-- start Input records --

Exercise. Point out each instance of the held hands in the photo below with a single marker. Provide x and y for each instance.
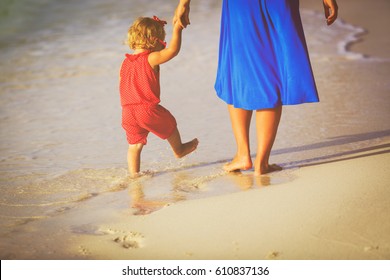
(182, 13)
(331, 10)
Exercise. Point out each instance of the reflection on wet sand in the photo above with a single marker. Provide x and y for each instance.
(146, 199)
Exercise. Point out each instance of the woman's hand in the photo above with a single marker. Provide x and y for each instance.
(182, 13)
(331, 11)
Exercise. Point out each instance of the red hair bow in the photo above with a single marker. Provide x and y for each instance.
(162, 22)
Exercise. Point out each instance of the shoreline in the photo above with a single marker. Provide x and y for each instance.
(369, 15)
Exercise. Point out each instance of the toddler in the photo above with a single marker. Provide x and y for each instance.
(139, 88)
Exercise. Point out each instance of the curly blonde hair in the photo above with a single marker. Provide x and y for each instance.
(144, 33)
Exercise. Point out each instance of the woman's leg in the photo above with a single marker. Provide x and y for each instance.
(181, 149)
(240, 120)
(134, 158)
(267, 122)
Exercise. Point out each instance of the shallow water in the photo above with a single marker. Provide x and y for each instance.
(61, 138)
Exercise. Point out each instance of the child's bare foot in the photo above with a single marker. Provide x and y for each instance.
(187, 148)
(238, 164)
(267, 169)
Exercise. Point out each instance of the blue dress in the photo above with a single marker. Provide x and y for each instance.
(263, 58)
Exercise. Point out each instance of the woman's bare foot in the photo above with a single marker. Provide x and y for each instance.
(238, 164)
(187, 148)
(267, 169)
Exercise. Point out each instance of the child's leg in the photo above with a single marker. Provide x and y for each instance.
(267, 122)
(134, 158)
(181, 149)
(240, 120)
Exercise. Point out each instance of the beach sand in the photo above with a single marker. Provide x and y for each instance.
(331, 201)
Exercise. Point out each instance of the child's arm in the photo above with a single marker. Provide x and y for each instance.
(160, 57)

-- end Input records --

## Your objective
Copy the listing in full and without alteration, omitting every picture.

## Response to the exercise
Exercise. Point out each instance of the held hands in the photo below with a single marker. Provide x and y for each instance.
(182, 13)
(331, 10)
Exercise. Point out each instance of the reflection on wet sand in the photo above with a single marker. Provide x and y for each instance.
(146, 199)
Exercise. Point out each instance of the woman's hand in the photo above with a single marker. Provide x and y for each instance.
(182, 13)
(331, 11)
Exercise. Point out each instance of the red hair bow in the photo above with a single marker. Provide x and y for each instance.
(162, 22)
Exercise. Point out each instance of the shoreline in the photo above with a single marker. Provide x and y for each instance.
(369, 15)
Exercise. Point out each instance of the toddler in the photo above with a single marker. Provide x and y for each instance.
(139, 88)
Exercise. Point out each instance of the curly blonde hair in the photo above with a single marker. Provide x and y for each instance.
(144, 33)
Exercise. Point out each instance of the woman's leg in the photo above with a single marker. Provide x and y for each instance.
(181, 149)
(240, 120)
(134, 158)
(267, 122)
Exercise. Point out each instance of the shallow water in the photo above with a single marker. Provide x and y for each instance.
(61, 138)
Exercise. Point out each instance of the child's bare foot in the photo above with a single marker. Provide x and y for each instance.
(187, 148)
(238, 164)
(267, 169)
Exercise. Point out each instance of the blue dress in the photo above with a single marker. Provide x and y for each instance.
(263, 58)
Exercise. Point out each instance of the woman's bare foot in the photo above with a single marker. Provide x and y for each instance.
(238, 164)
(187, 148)
(267, 169)
Exercise. Point out each instance of the child's leg in the photo above with a single marker. Provide x and y for each instance.
(267, 122)
(134, 158)
(181, 149)
(240, 120)
Exercise. Point out each instance of the beach sand in the photo above with a single marker. Provide x and y for each instance.
(331, 201)
Exercise. Point out each instance of the child's arm in the photo above with a single marker. Provide x and y for each instance.
(160, 57)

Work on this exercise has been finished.